The committee chaired by Ken Weiss (formerly of SSF Imported Auto Parts) and Aaron Schulenburg (Society of Collision Repair Specialists) educated the July 22 CIC how parts procurement systems APU, and PartsTrader and estimating systems Audatex, CCC and Mitchell defined concepts like “Surplus OEM,” “Aftermarket” and “Remanufactured.”

Weiss and Schulenburg also demonstrated how semantic differences between those and other players in the auto body repair ecosystem could mean a part a vendor classifies one way could be designated something different by the time it appears on an estimate handed to the customer.

Weiss said the session established differences between the platforms which “pains all of us” and asked how the industry could be driven to adopt the same definitions.

He asked if the Collision Industry Electronic Commerce Association, the neutral body that develops standards for various industry software to communicate, should be brought into the discussion. Should a recommendation be passed on to CIECA that “they don’t have enough pipes built” to classify parts, Weiss asked.

“It’s 100 percent CIECA,” said panelist Eric Marrello, APU director of sales who also spoke for Solera sister company Audatex. CEO Jeff Schroder agreed that parts “need to be defined by CIECA.” CIECA had tried earlier and “they weren’t able to do it,” but “that’s the best way,” Schroder said.

Most of the parts categories discussed July 22 had CIECA codes, Schroder said. The existence of a code in CIECA and the definition of that code were separate things, he said.

Schulenburg said it could be argued that the industry should develop a definition before assigning a CIECA code to it. It was appropriate to discuss the matter in an industry forum like CIC before letting CIECA establish a code.

Schroder said “it’s 2020” and electronic parts communication and purchased has happened for years. “CIECA can’t wait” for common definitions, or else “no electronic commerce” would have occurred, he said.

Schroder said the industry should fix inconsistency, but CIECA couldn’t wait for an industry that hadn’t been able to work out definitions to come up with them.

“Work goes on every day,” he said.

**Supplied material**
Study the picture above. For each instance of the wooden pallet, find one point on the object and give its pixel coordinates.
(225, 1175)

**Tasks to carry out**
a) In the passage on parts definitions, translate this sentence into Spanish: "The existence of a code in CIECA and the definition of that code were separate things, he said."
b) Answer these questions from the passage on parts definitions.
(i) Which organization is Aaron Schulenburg listed with?
(ii) What position does Eric Marrello hold at APU?
(iii) What year did Schroder say it was?
c) From the passage on parts definitions, write out the part that begins at the words "He asked if" and stops after "things, he said.".

**Task results**
a) La existencia de un código en CIECA y la definición de ese código eran cosas distintas, dijo.

b)
(i) The Society of Collision Repair Specialists
(ii) Director of sales
(iii) 2020

c)
He asked if the Collision Industry Electronic Commerce Association, the neutral body that develops standards for various industry software to communicate, should be brought into the discussion. Should a recommendation be passed on to CIECA that “they don’t have enough pipes built” to classify parts, Weiss asked.

“It’s 100 percent CIECA,” said panelist Eric Marrello, APU director of sales who also spoke for Solera sister company Audatex. CEO Jeff Schroder agreed that parts “need to be defined by CIECA.” CIECA had tried earlier and “they weren’t able to do it,” but “that’s the best way,” Schroder said.

Most of the parts categories discussed July 22 had CIECA codes, Schroder said. The existence of a code in CIECA and the definition of that code were separate things, he said.